Aim of the task
How many lines of the listing below contain the word "door"? Case matters. Reply with the number alone.
-------
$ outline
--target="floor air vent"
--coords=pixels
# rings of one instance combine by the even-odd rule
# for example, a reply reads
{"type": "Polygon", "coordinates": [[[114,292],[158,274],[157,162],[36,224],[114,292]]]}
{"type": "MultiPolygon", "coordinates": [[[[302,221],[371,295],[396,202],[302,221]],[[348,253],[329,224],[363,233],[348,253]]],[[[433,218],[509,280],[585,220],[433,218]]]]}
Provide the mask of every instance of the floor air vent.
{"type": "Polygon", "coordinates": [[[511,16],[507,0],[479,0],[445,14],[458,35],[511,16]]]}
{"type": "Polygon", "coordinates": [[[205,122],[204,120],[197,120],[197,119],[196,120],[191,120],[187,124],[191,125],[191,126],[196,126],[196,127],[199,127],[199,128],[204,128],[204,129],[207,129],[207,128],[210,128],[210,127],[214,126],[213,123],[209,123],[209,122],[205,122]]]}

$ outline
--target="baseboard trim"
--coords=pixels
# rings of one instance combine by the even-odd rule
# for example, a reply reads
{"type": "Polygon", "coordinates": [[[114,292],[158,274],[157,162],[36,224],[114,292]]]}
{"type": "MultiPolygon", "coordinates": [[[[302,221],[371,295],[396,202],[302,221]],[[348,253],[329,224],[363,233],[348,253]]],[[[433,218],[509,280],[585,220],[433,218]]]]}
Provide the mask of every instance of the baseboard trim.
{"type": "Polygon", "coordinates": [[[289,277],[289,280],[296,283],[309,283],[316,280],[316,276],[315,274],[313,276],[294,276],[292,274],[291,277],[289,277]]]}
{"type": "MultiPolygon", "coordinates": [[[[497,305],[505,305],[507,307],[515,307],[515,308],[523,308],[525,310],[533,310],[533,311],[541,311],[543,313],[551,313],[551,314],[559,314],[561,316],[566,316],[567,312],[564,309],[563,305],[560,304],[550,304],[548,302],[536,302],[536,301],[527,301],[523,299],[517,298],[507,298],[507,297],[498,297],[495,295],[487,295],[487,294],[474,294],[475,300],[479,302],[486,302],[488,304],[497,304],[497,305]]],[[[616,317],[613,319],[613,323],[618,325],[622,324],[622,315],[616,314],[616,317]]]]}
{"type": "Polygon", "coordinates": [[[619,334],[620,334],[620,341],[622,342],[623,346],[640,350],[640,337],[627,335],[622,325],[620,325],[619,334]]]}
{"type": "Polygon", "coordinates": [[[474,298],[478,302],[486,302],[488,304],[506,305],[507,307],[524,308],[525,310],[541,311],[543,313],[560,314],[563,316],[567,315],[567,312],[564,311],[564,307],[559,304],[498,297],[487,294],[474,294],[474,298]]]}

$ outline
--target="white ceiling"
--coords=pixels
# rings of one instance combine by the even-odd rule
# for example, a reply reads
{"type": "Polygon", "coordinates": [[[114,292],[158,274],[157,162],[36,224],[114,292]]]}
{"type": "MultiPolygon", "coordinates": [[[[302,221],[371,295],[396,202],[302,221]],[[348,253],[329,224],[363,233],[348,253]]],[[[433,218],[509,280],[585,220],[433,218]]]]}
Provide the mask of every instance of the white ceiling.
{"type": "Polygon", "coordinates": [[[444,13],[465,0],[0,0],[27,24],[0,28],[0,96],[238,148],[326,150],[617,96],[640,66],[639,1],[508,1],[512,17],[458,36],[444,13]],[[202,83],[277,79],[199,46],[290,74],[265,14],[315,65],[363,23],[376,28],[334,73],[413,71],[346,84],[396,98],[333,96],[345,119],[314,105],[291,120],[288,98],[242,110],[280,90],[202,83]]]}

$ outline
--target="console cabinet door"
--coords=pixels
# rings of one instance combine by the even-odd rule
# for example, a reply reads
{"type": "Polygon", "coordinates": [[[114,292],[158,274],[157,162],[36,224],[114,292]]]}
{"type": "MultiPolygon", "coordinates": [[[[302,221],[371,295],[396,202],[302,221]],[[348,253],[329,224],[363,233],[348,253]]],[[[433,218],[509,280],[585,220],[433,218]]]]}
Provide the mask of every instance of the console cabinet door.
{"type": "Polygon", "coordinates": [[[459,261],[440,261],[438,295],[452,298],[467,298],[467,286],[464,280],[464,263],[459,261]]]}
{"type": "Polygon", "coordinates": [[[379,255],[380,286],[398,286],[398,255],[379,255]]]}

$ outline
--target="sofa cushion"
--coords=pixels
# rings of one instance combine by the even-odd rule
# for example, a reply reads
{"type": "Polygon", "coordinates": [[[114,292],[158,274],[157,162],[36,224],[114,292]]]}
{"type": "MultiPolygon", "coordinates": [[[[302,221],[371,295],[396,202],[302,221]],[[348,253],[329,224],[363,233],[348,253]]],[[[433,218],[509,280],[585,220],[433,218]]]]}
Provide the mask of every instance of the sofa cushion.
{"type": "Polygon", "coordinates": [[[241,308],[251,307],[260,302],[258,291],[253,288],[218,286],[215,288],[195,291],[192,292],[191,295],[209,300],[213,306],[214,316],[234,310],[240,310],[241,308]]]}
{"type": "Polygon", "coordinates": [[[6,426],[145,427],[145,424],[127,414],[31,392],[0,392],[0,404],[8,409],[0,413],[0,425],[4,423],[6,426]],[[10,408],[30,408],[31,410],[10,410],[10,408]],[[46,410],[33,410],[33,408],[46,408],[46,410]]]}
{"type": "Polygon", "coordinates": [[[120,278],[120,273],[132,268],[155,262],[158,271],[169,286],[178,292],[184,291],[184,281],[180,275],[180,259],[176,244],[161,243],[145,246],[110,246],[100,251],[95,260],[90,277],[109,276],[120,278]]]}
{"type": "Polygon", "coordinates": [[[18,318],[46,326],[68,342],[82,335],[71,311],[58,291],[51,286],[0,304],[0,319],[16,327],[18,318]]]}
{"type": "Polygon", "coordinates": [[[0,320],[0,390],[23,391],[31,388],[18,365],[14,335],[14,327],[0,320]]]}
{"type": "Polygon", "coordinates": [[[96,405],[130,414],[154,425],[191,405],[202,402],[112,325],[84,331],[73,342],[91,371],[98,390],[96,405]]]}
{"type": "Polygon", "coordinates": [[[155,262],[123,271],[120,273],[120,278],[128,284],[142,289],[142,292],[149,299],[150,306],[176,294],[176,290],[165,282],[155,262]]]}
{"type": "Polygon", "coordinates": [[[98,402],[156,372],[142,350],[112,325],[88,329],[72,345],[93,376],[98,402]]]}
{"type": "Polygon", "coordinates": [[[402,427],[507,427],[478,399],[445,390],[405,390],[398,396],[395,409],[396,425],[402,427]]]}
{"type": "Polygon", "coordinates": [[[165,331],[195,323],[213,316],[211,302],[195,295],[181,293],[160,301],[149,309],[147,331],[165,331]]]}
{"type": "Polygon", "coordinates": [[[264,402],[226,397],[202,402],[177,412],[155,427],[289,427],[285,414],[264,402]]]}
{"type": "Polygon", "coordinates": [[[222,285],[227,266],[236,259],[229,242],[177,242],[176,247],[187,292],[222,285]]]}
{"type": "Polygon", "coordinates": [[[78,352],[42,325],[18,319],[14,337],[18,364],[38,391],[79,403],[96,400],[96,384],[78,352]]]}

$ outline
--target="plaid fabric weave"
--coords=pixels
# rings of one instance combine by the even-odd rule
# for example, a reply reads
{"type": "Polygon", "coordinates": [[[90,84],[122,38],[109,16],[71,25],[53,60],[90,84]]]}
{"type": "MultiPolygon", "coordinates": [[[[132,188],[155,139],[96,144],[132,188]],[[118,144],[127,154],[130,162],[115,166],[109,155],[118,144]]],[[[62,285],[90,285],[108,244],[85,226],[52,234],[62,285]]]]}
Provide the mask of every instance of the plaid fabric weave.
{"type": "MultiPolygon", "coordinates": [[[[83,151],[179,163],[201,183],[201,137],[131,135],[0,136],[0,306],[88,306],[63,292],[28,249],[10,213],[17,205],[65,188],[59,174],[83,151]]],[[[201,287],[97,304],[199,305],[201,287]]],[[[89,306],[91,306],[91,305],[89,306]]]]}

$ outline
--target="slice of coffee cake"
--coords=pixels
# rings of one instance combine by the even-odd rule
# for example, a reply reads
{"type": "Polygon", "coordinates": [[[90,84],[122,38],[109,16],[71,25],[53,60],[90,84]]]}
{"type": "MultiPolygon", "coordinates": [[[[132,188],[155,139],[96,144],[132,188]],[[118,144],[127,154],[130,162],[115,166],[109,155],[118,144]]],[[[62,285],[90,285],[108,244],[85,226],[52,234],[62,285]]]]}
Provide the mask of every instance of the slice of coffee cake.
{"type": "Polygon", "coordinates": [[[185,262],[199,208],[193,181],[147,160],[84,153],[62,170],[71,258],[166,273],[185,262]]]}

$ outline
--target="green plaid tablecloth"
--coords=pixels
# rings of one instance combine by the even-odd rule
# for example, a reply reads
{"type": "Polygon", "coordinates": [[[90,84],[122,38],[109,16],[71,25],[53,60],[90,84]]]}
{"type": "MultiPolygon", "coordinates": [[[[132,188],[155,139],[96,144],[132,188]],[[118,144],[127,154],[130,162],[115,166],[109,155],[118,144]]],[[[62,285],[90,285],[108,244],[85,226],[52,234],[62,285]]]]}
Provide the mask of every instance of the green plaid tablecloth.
-------
Complete answer
2